- _Trecho_
== == ==
No passado, elas até fumavam cigarrinhos de chocolate da Pan na comunicação publicitária dos anos 80, contudo, a trajetória da propaganda com o passar dos últimos anos mudou o panorama do que conhecíamos. Agora a campanha voltada à criançada está mais sofisticada e o seu poder é forte enquanto consumidor potencial, de acordo com estudos, que apontam as crianças chegam a influenciar de 70% a 80% das compras da família Tudo isso ampliou a comunicação dirigida a elas, mesmo assim, a publicidade infantil do passado nos assombra com diversas facetas (positivas e negativas) que nos fazem relembrar até hoje exemplos que, em muitos casos, continuam inestimáveis e inesquecíveis em nossas lembranças. O fato é que o Dia das Crianças está se aproximando e é uma dos períodos mais fortes do calendário brasileiro, e a criatividade sempre foi um fator importante para alavancar a data com campanhas memoráveis. “O uso de crianças nas campanhas é algo que perdura e dá certo. O público se identifica bastante. Com o CONAR, falhas e lapsos diminuíram bastante. O modelo tradicional continua, mas também, as crianças hoje possuem muitos dispositivos de comunicação à mão. Não é mais só uma ação passiva. E, há o forte uso de netnografia e big data para saber qualificar e ofertar o que o público deseja”, diz o designer Alfredo Galamba, sócio-diretor da Expolab – Escola de Educação Criativa de Pernambuco.
== == ==
- _Listagem de dados_

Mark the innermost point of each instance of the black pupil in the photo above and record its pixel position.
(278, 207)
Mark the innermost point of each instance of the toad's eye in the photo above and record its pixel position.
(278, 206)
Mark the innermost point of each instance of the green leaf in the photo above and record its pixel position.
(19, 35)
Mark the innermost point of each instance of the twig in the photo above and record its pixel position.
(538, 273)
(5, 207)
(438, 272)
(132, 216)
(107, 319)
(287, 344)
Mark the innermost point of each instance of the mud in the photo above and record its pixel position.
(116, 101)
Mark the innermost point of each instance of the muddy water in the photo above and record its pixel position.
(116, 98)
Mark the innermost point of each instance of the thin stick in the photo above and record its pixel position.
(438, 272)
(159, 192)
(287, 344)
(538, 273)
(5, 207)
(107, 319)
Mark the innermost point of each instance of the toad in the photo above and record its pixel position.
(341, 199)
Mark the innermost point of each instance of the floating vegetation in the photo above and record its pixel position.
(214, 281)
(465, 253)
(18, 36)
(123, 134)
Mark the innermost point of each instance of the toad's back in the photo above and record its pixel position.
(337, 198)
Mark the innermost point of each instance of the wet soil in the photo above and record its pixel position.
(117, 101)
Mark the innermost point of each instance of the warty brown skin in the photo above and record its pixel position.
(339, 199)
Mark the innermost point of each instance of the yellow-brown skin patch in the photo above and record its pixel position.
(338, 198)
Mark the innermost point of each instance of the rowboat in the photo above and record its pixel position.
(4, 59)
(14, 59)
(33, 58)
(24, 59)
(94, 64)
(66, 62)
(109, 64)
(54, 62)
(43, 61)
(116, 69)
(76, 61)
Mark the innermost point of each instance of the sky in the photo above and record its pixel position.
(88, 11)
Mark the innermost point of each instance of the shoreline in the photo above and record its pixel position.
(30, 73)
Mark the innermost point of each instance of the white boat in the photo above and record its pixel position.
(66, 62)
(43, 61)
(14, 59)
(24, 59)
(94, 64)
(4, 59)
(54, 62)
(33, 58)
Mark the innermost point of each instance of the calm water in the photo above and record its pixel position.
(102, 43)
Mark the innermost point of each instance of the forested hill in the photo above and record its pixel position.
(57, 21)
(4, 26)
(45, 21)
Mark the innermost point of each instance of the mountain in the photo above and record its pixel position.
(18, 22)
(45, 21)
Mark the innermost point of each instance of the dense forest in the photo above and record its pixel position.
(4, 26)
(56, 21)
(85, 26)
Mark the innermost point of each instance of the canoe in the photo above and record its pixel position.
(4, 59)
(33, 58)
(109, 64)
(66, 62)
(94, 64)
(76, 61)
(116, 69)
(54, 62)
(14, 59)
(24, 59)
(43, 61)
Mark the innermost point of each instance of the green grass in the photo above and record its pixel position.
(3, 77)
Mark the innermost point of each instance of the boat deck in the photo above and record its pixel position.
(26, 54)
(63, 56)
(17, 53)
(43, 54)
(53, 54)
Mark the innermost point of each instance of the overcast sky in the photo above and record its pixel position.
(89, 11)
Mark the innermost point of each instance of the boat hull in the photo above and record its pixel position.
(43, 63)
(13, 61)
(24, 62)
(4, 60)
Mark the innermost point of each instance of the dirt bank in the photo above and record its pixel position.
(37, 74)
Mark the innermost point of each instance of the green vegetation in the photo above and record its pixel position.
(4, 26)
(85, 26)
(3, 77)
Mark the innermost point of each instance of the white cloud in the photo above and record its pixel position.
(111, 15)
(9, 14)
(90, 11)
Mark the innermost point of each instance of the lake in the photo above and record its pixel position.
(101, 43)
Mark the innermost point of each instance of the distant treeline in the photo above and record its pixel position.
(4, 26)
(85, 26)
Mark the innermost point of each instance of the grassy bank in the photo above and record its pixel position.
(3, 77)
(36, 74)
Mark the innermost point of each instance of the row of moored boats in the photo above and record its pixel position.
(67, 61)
== == ==
- _O que fazer_
a) De acordo com o trecho sobre publicidade infantil, qual parcela das compras da família as crianças chegam a influenciar?
b) Escreva a continuação do trecho sobre publicidade infantil a partir de onde ele para.
As linhas não têm nenhuma relação com o trecho sobre publicidade infantil.

- _Tarefas resolvidas_
a) De 70% a 80% das compras da família.

b)
A identificação pode ser considerada um fator importante na busca por entender os motivos que levaram determinada campanha a se tornar um sucesso como no caso do Danoninho. Nos anos 80, a campanha com o seu cativante produto tornou o produto da Nestlé extremamente conhecido no Brasil com o slogan “Danoninho vale por um bifinho…”. Criado em 1988 por José Mário e Luiz Orchestra, o mote se tornou um dos mais conhecidos na história da publicidade brasileira numa investida, na qual se apostou em uma seqüência de notas musicais no piano que parodiavam o famoso Bif. O sucesso “Me dá, me dá, me dá, me dá Danoninho, Danoninho já” se tornou um hit chiclete na cabeça de pais e filhos e impulsionou a marca do delicioso petit suisse, assim como muitas investidas da época que mostram que a empatia podia ser motivada com estratégias simples, porém bastante eficazes. “Lembro do Big Trem da Estrela, bem anos 80. O motivo de ficar na memória é a música ‘Trem das Onze’, já que sempre gostei de música. Uma aposta bem criativa da empresa. Acho que nos dias de hoje se perdeu um pouco a criatividade nas campanhas. As crianças mudaram, mas a criatividade é essencial”, destaca a jornalista Adriana Maia, diretora na Nova Aurora Comunicação.

Campanha Danoninho

Inspirada na conhecida composição de Adoniran Barbosa, a canção do Big Trem (“Não posso ficar nem mais 1 minuto sem meu Big Trem… sinto muito mãe, mas não pode ser. Quero meu Big Trem. Vai pra frente, vai pra trás e faz piuiiii!!!”) conquistou o público, inclusive, o adulto e transformou o trenzinho em um clássico da indústria de brinquedos. Numa era em que a tecnologia que conhecemos hoje está longe de ser mensurada, todas as possibilidades estava à mão com a proposta de brincadeira que o Big Trem ofertava à criançada, e tudo isso era enfocada na campanha. “As marcas mudaram o jeito de ver o mundo e como se relacionar com ele, nos últimos dez anos. Essa mudança coincide com a expansão da internet, das redes sociais e a tecnologias disruptivas que mudaram nossas vidas nesse período. Isso, certamente, alterou a visão das suas campanhas também. Hoje, é possível ver crianças falando em comercial de tv ou digital sobre um futuro melhor de forma mais natural, algo impensável nas décadas de 1980 e 1990”, comenta Luiz França, fundador da Ahoy Trip, primeira plataforma do Brasil e da América Latina de reservas de Hotéis Gay-Friendly (https://www.ahoytrip.com). Para o empresário, as marcas nos dias de hoje encaram um grande desafio diante do novo cenário, contudo, pondera que um problema é o fato que de que as campanhas tratavam erroneamente as crianças com muita ingenuidade, ao contrário da realidade.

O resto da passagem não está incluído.